_Trecho da fonte:_
==*==
A presidente do Estaleiro AtlÂntico Sul , Nicole Mattar Terpins, resolveu se pronunciar pela primeira vez desde que o Tribunal de Justiça de Pernambuco (TJPE) determinou a suspensão do leilão que venderia os ativos do Estaleiro Atlântico Sul (EAS) no Complexo Industrial e Portuário de Suape. O Estaleiro está em processo de recuperação judicial e a venda faz parte da estratégia para pagamento aos credores.
Nesta entrevista exclusiva à jornalista Patrícia Raposo, editora do Movimento Econômico, Nicole fala pela primeira vez sobre o impacto que vem sendo gerado pela postura de um dos concorrentes no processo, e como isso rebate no estaleiro e no próprio Porto de Suape.
Entenda o caso
O leilão judicial já foi adiado duas vezes nos últimos dias por solicitação da ICTSI Rio Brasil Terminal 1 S.A., controladora do Terminal de Contêineres de Suape, (Tecon-Suape), empresa que opera desde 2001 sem concorrentes no Porto de Suape.
Empresários e operadores que atuam no mercado de navegação se queixam dos custos do terminal, os mais altos do mundo, segundo pesquisa da Agência Nacional de Transportes Aquaviários (Antaq). Isso, inclusive, fez com que algumas cargas migrassem para portos vizinhos, como é o caso das frutas do Vale do São Francisco. Pernambuco é um grande produtor de frutas, mas nenhuma manga ou uva sai do estado por Suape.
No processo, ao qual o TJPE acatou, o Tecon Suape pede a observância do princípio da isonomia a fim de garantir igualdade de oportunidades. Isso porque o Estaleiro Atlântico Sul conferiu a condição de Stalking Horse à empresa APM Terminals B.V. (APMT), integrante do grupo Maersk.
Stalking Horse consiste na oferta inicial e antecipada que um comprador interessado faz para tentar fechar negócio com uma empresa que está em recuperação judicial. Isso lhe dá a prerrogativa de preferência.
E então, no meio desse processo confuso, e já com prazos esgotados para novos interessados homologarem participação no leilão judicial, entra em cena um fundo de hedge chamado North Tabor Capital, de Nova Jersey. Gerido por um jovem de 22 anos e que conta com apenas um sócio, ele se diz representante de investidores de grandes bancos internacionais e disposto a comprar todo estaleiro. O mercado recebeu com desconfiança esse novo ator.
Vamos à entrevista:
Movimento Econômico – Como o estaleiro recebeu a notícia do adiamento do leilão?
Nicole Mattar Terpins – Ficamos muito surpresos que um único participante, que já havia declarado estar de acordo com as regras do edital, questionasse o próprio edital, às vésperas do leilão.
Esse leilão está sendo conduzido de forma íntegra e transparente, com a participação de empresas que cumpriram com requisitos e fizeram visitas ao estaleiro. Nenhum dos que fizeram visitas ao estaleiro, que buscaram informações sobre o ativo, questionaram o certame. Todos os participantes declararam que estavam de acordo com as regras do edital.
ME- Então o Tecon Suape não visitou o Estaleiro, nem buscou informações sobre a empresa?
==*==
_Dados extraídos:_
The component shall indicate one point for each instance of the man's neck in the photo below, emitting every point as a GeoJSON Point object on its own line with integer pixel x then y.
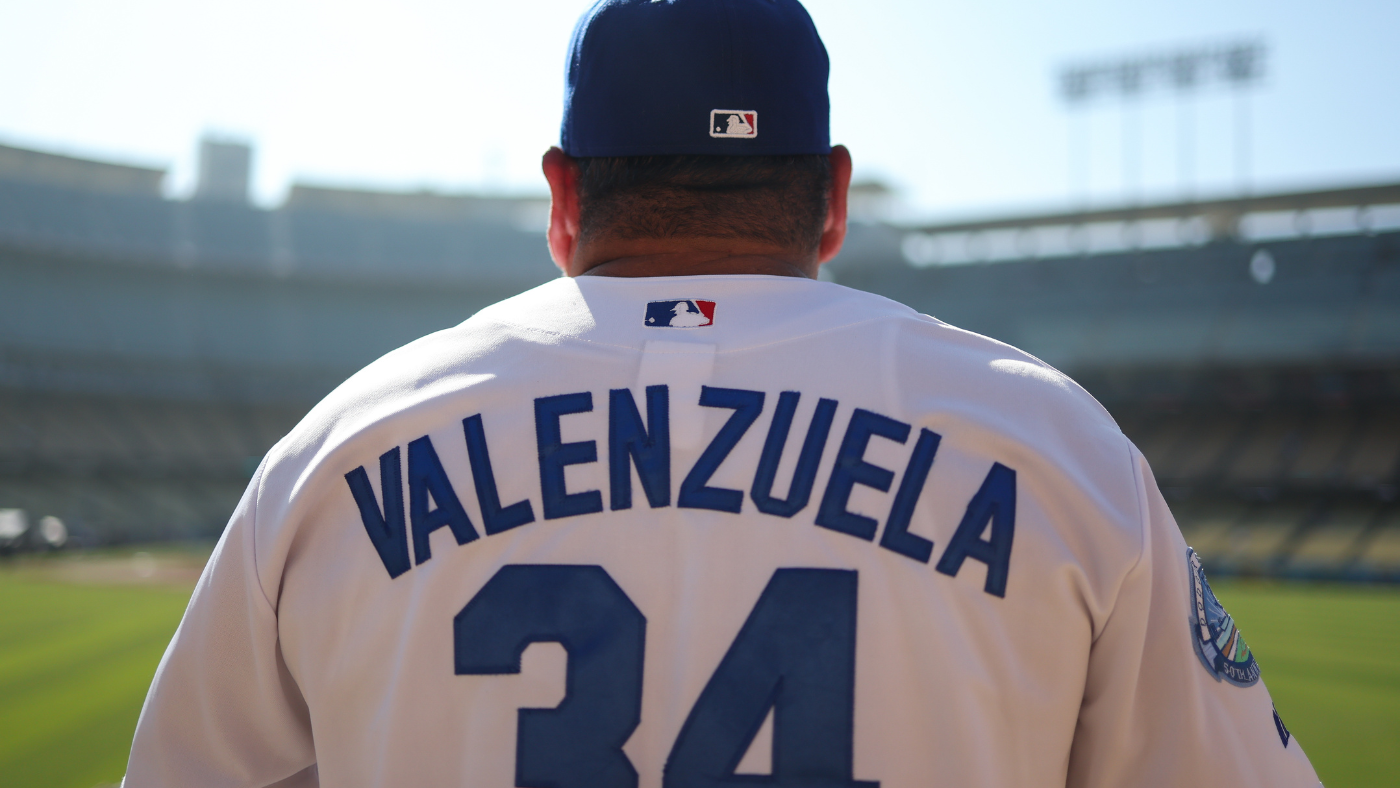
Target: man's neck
{"type": "Point", "coordinates": [700, 263]}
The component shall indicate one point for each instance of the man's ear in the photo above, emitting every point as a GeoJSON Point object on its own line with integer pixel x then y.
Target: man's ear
{"type": "Point", "coordinates": [562, 174]}
{"type": "Point", "coordinates": [833, 233]}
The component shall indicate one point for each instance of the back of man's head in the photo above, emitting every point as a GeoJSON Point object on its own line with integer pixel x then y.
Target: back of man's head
{"type": "Point", "coordinates": [773, 199]}
{"type": "Point", "coordinates": [699, 119]}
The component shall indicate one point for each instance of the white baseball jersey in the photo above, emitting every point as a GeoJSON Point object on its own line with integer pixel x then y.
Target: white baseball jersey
{"type": "Point", "coordinates": [707, 531]}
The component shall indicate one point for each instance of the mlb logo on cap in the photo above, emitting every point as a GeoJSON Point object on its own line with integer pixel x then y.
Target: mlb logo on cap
{"type": "Point", "coordinates": [681, 314]}
{"type": "Point", "coordinates": [742, 123]}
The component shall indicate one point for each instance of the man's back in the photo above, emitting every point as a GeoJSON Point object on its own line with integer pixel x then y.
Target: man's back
{"type": "Point", "coordinates": [819, 538]}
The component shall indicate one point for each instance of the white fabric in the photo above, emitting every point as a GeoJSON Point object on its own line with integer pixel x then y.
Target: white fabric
{"type": "Point", "coordinates": [300, 655]}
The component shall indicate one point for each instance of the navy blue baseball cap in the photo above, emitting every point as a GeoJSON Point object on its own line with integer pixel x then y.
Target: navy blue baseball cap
{"type": "Point", "coordinates": [721, 77]}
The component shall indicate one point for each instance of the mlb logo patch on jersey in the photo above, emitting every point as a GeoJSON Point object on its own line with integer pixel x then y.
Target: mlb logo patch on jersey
{"type": "Point", "coordinates": [681, 314]}
{"type": "Point", "coordinates": [741, 123]}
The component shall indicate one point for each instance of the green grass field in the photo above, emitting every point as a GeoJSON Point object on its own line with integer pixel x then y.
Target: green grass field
{"type": "Point", "coordinates": [76, 659]}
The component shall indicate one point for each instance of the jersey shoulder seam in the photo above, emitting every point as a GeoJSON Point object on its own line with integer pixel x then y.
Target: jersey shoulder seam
{"type": "Point", "coordinates": [786, 339]}
{"type": "Point", "coordinates": [1144, 517]}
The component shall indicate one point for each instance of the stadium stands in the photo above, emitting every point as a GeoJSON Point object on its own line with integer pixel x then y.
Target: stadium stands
{"type": "Point", "coordinates": [151, 350]}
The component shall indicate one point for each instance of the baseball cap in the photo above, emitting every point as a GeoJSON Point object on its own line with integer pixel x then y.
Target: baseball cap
{"type": "Point", "coordinates": [723, 77]}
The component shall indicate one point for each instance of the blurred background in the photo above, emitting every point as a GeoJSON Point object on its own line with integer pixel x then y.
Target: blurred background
{"type": "Point", "coordinates": [210, 214]}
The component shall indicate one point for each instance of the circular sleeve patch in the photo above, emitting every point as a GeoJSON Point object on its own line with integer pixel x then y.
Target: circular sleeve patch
{"type": "Point", "coordinates": [1218, 641]}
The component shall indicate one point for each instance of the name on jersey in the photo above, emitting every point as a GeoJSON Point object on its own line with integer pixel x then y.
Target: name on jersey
{"type": "Point", "coordinates": [984, 532]}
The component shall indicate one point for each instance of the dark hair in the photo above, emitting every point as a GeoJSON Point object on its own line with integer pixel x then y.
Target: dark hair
{"type": "Point", "coordinates": [779, 199]}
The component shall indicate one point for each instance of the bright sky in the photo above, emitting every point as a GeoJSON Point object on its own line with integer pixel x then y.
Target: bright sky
{"type": "Point", "coordinates": [954, 104]}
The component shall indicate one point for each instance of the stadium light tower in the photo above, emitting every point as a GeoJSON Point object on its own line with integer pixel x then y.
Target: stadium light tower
{"type": "Point", "coordinates": [1238, 65]}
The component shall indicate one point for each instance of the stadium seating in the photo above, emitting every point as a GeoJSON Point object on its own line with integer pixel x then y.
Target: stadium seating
{"type": "Point", "coordinates": [151, 350]}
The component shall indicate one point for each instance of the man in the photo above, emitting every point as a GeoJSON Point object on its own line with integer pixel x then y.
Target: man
{"type": "Point", "coordinates": [809, 539]}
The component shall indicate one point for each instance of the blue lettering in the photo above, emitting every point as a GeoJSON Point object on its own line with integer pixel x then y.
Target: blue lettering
{"type": "Point", "coordinates": [555, 455]}
{"type": "Point", "coordinates": [385, 529]}
{"type": "Point", "coordinates": [994, 501]}
{"type": "Point", "coordinates": [494, 518]}
{"type": "Point", "coordinates": [629, 441]}
{"type": "Point", "coordinates": [693, 493]}
{"type": "Point", "coordinates": [910, 486]}
{"type": "Point", "coordinates": [851, 469]}
{"type": "Point", "coordinates": [805, 473]}
{"type": "Point", "coordinates": [426, 475]}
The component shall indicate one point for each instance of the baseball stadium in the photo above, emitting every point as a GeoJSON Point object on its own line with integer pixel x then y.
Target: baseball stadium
{"type": "Point", "coordinates": [151, 350]}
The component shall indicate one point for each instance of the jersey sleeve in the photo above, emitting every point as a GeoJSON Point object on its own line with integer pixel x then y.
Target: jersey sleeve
{"type": "Point", "coordinates": [1158, 710]}
{"type": "Point", "coordinates": [223, 710]}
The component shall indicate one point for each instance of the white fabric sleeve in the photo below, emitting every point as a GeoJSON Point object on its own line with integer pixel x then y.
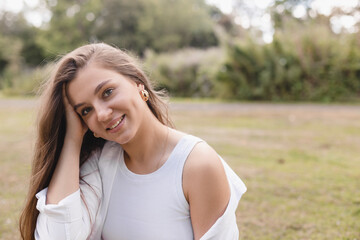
==*==
_Objetivos:_
a – No texto sobre o leilão do estaleiro, desde que ano o Tecon-Suape opera no Porto de Suape?
b – Digite de novo uma parte do texto sobre o leilão do estaleiro. Comece nas palavras que trazem "Esse leilão está" e pare depois de "sobre a empresa?".

_Respostas:_
a – Desde 2001.

b –
Esse leilão está sendo conduzido de forma íntegra e transparente, com a participação de empresas que cumpriram com requisitos e fizeram visitas ao estaleiro. Nenhum dos que fizeram visitas ao estaleiro, que buscaram informações sobre o ativo, questionaram o certame. Todos os participantes declararam que estavam de acordo com as regras do edital.
ME- Então o Tecon Suape não visitou o Estaleiro, nem buscou informações sobre a empresa?